● To do:
Could you format the lines below as a JSON list of strings, with one string per line and no blank lines, and omit the pictures?
--- start of Excerpted data ---
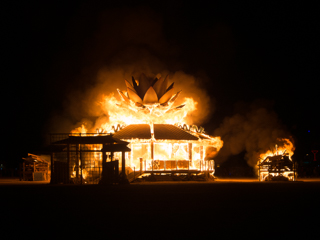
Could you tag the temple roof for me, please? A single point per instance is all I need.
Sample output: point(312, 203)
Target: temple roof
point(171, 132)
point(141, 131)
point(108, 139)
point(161, 132)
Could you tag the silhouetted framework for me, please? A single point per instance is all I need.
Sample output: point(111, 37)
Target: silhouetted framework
point(88, 159)
point(166, 149)
point(277, 168)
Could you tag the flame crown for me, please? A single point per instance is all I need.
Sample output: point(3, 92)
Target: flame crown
point(150, 93)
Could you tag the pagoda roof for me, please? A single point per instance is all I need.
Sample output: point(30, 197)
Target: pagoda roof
point(108, 139)
point(161, 132)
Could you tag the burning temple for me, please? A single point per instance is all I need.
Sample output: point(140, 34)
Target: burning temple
point(148, 137)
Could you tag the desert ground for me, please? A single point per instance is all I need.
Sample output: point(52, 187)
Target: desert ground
point(225, 208)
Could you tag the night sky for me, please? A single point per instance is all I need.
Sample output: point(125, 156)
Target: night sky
point(241, 54)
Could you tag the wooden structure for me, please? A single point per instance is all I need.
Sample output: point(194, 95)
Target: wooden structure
point(35, 168)
point(277, 168)
point(167, 149)
point(84, 158)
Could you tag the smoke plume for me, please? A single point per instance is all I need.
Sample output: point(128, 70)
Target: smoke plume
point(254, 128)
point(123, 43)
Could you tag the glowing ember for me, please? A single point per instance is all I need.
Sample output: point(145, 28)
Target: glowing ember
point(278, 165)
point(285, 147)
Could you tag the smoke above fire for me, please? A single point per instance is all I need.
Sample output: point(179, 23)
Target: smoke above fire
point(138, 45)
point(255, 129)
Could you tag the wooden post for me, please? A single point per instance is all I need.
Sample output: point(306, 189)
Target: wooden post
point(141, 165)
point(34, 170)
point(123, 165)
point(152, 155)
point(24, 171)
point(190, 155)
point(51, 167)
point(68, 162)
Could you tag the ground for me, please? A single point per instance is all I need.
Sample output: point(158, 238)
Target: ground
point(225, 208)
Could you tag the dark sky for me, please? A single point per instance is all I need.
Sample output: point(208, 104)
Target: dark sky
point(240, 52)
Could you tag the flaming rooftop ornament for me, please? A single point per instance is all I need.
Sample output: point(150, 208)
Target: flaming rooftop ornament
point(150, 95)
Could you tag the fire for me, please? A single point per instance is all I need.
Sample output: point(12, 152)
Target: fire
point(151, 102)
point(277, 165)
point(285, 147)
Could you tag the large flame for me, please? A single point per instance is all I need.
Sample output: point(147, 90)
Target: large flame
point(284, 146)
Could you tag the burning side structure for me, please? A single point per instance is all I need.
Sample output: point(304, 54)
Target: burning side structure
point(277, 166)
point(144, 135)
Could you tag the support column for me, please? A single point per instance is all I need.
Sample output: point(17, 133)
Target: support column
point(68, 163)
point(124, 179)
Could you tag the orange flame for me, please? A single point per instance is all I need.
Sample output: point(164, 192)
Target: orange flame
point(285, 147)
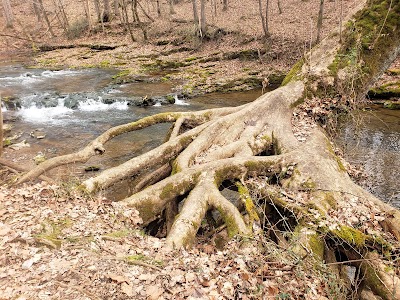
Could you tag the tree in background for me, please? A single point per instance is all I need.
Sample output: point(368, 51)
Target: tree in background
point(264, 19)
point(319, 22)
point(8, 13)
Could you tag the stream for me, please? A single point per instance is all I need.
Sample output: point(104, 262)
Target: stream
point(71, 107)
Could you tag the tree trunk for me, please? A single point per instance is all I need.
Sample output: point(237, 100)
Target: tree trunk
point(46, 18)
point(203, 23)
point(125, 19)
point(8, 13)
point(195, 17)
point(98, 10)
point(280, 7)
point(319, 22)
point(171, 7)
point(107, 11)
point(36, 9)
point(225, 5)
point(1, 127)
point(264, 19)
point(302, 185)
point(158, 8)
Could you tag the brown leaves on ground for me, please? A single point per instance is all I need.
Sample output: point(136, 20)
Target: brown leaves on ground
point(57, 244)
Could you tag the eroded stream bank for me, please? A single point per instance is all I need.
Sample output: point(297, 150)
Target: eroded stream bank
point(71, 107)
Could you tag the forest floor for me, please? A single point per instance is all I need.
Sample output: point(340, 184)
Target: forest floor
--- end of Excerpted data ---
● Output below:
[
  "Could you tag the temple roof for me, please? A single point per instance is all I need.",
  "Sample output: point(312, 203)",
  "Target: temple roof",
  "point(171, 132)",
  "point(141, 131)",
  "point(108, 139)",
  "point(161, 132)",
  "Could you tag the silhouetted framework for me, please? A single point per instance is all I need.",
  "Sample output: point(111, 37)",
  "Target: silhouetted framework",
  "point(88, 159)",
  "point(166, 149)",
  "point(277, 168)",
  "Could you tag the flame crown for me, please? A single point per instance is all I need.",
  "Sample output: point(3, 92)",
  "Target: flame crown",
  "point(150, 93)",
  "Could you tag the pagoda roof for me, please? A single point per instance is all I need.",
  "Sample output: point(30, 197)",
  "Target: pagoda roof",
  "point(108, 139)",
  "point(161, 132)",
  "Could you tag the burning temple for me, please? A single point per instance is all I need.",
  "Sample output: point(140, 34)",
  "Target: burning temple",
  "point(148, 137)",
  "Could you tag the desert ground for me, please? A single point per instance is all I need.",
  "Sample output: point(52, 187)",
  "Target: desert ground",
  "point(225, 208)",
  "Could you tag the night sky for me, please? A single point per instance is all I need.",
  "Sample output: point(125, 156)",
  "Target: night sky",
  "point(241, 54)",
  "Could you tag the wooden structure for me, please? A single point per instance is all I need.",
  "Sample output: point(194, 95)",
  "Target: wooden structure",
  "point(35, 168)",
  "point(277, 168)",
  "point(167, 149)",
  "point(84, 158)",
  "Could you tag the smoke plume for me, please? A single point per instance is all I need.",
  "Sample output: point(128, 70)",
  "Target: smoke plume",
  "point(254, 128)",
  "point(123, 43)",
  "Could you tag the glowing ember for me, please? A single point per instance is all I need.",
  "Sample output: point(145, 28)",
  "Target: glowing ember",
  "point(278, 165)",
  "point(285, 147)",
  "Could you tag the smoke above fire for me, please? A single point per instance is all I need.",
  "Sample output: point(179, 23)",
  "Target: smoke above fire",
  "point(138, 45)",
  "point(255, 129)",
  "Could you tag the wooden post for me, please? A single point per instance is all I need.",
  "Sample output: point(306, 189)",
  "Target: wooden post",
  "point(141, 165)",
  "point(34, 170)",
  "point(123, 165)",
  "point(152, 155)",
  "point(24, 171)",
  "point(190, 155)",
  "point(51, 167)",
  "point(68, 162)",
  "Could you tag the ground for me, please? A single point per instance is all I need.",
  "Sample output: point(158, 238)",
  "Target: ground",
  "point(225, 208)",
  "Could you tag the dark sky for me, please? A single point per instance is all I need.",
  "Sample output: point(208, 104)",
  "Target: dark sky",
  "point(240, 52)",
  "Could you tag the flaming rooftop ornament for me, please? A single point per instance is all I need.",
  "Sample output: point(150, 208)",
  "Target: flaming rooftop ornament",
  "point(150, 95)",
  "Could you tag the fire for me, please? A single point per instance is all I need.",
  "Sample output: point(12, 152)",
  "Target: fire",
  "point(151, 102)",
  "point(277, 165)",
  "point(285, 147)",
  "Could you tag the large flame for me, please? A single point per instance is all I need.",
  "Sample output: point(147, 90)",
  "Target: large flame",
  "point(284, 146)",
  "Could you tag the burning side structure for me, please? A single point per instance is all I need.",
  "Sample output: point(304, 54)",
  "Target: burning side structure",
  "point(277, 166)",
  "point(144, 135)",
  "Could you tag the support column for me, please? A single point per instance is all I need.",
  "Sample output: point(17, 133)",
  "Target: support column",
  "point(68, 163)",
  "point(124, 179)",
  "Could you tag the orange flame for me, please? A single point per instance is all I need.",
  "Sample output: point(164, 192)",
  "Target: orange flame",
  "point(285, 147)",
  "Could you tag the tree in background for me, please? A single point per instance is all I need.",
  "Sample output: point(368, 51)",
  "Target: tree in background",
  "point(264, 19)",
  "point(319, 22)",
  "point(8, 13)",
  "Could you tag the stream for me, please? A single point per instance is all I need.",
  "Sample output: point(104, 262)",
  "Target: stream",
  "point(71, 107)",
  "Could you tag the tree trunk for me, please? A single point per instance is all I need.",
  "Sample output: point(237, 100)",
  "Target: tree trunk",
  "point(46, 18)",
  "point(203, 23)",
  "point(125, 19)",
  "point(8, 13)",
  "point(195, 17)",
  "point(98, 10)",
  "point(280, 7)",
  "point(319, 22)",
  "point(171, 7)",
  "point(107, 11)",
  "point(36, 9)",
  "point(225, 5)",
  "point(1, 127)",
  "point(264, 19)",
  "point(302, 185)",
  "point(158, 8)",
  "Could you tag the brown leaves on ground for me, please? A single point per instance is all I need.",
  "Sample output: point(136, 20)",
  "Target: brown leaves on ground",
  "point(57, 244)",
  "Could you tag the eroded stream bank for me, please? A single point per instance is all I need.",
  "Sample output: point(297, 150)",
  "Target: eroded stream bank",
  "point(71, 107)",
  "Could you tag the forest floor for me, please? A single point per instance is all I need.",
  "Sample output: point(340, 184)",
  "Target: forest floor"
]